Given the records that follow, return each one verbatim.
******************************
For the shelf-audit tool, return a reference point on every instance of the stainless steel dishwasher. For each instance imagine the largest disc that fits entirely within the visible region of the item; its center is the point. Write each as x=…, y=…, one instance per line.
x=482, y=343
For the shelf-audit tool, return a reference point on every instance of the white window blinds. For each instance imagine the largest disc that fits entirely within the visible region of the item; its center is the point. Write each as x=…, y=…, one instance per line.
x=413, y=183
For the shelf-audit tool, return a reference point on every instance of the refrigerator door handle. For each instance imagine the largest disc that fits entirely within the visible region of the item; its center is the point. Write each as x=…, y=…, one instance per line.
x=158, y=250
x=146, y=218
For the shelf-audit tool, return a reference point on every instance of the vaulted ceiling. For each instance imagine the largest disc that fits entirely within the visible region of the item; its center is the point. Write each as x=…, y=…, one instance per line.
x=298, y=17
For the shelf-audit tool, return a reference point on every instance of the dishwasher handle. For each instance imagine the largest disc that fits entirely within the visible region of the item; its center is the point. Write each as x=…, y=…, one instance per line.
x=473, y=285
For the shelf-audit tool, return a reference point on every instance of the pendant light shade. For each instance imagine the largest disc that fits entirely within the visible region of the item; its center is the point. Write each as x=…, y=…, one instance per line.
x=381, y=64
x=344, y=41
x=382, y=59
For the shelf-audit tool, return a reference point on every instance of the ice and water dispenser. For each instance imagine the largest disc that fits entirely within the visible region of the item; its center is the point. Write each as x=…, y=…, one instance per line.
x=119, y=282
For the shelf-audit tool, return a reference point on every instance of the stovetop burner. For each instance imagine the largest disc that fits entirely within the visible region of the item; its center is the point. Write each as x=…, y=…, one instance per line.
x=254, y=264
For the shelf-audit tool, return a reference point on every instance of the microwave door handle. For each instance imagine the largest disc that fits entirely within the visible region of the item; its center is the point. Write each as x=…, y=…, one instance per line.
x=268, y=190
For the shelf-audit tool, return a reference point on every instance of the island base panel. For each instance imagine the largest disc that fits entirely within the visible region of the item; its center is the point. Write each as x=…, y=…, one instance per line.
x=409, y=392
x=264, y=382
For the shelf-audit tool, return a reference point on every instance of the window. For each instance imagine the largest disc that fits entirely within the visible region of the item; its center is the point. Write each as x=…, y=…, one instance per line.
******************************
▸ Response below:
For the shelf-audit tool, return a reference point on every instance of the stainless steel dishwasher. For each instance imagine the largest disc that fits entirely within the visible region of the item; its center is the point. Write each as x=…, y=…, one instance per line.
x=482, y=343
For the shelf-audit tool, return a reference point on every instance of the white window blinds. For each instance imagine the largest disc that fits entirely within the visible region of the item; its center is the point. Write each as x=…, y=…, one instance per line.
x=413, y=183
For the shelf-audit tool, return a reference point on every instance of the refrigerator door handle. For each instance imagine the largest disc that fits entirely within the visible region of the item; its center is the point. Write each as x=…, y=…, one instance per line.
x=158, y=250
x=146, y=218
For the shelf-audit tool, return a reference point on every instance of the vaulted ceiling. For each instance imagine the largest disc that fits entirely within the visible region of the item; its center is the point. Write each as x=…, y=…, one instance per line.
x=298, y=17
For the shelf-audit tool, return a reference point on every instance of the dishwasher handle. For each instance imagine the largest disc that fits entirely within the visible region of the item; its center is the point. Write each as x=…, y=…, one instance per line.
x=473, y=285
For the shelf-audit tool, return a reference point on every instance of the pendant light shade. For each instance imagine the largest disc that fits entirely within the visible region of the item; its center is the point. Write each as x=…, y=…, one instance per line.
x=381, y=64
x=344, y=41
x=382, y=59
For the shelf-audit tool, return a reference point on every instance of the ice and water dispenser. For each instance imagine the largest disc that fits entirely within the visible region of the item; its center is the point. Write each as x=…, y=…, one instance per line.
x=119, y=282
For the shelf-audit tool, return a reference point on every instance of the stovetop burner. For each instance imagine the largest disc that fits entirely within the visible region of the item; its center is the point. Write each as x=…, y=…, one instance per line.
x=254, y=264
For the shelf-audit tool, return a reference point on every instance of the microwave door handle. For each instance imagine the largest disc that fits entirely within the visible region of the item; its center is the point. Write each as x=…, y=…, one instance per line.
x=268, y=190
For the shelf-audit tool, return a reference point on every instance of the island base panel. For each instance imagine the largest disc that fits entirely within the visible region of the item; its center is the point. Write each as x=…, y=…, one instance per line.
x=409, y=392
x=264, y=382
For the shelf-audit tool, return a reference point on every instance of the window. For each instance imagine the largest disc that fits entirely within the visible region of the item; its center is the point. Write each as x=…, y=…, one instance per line.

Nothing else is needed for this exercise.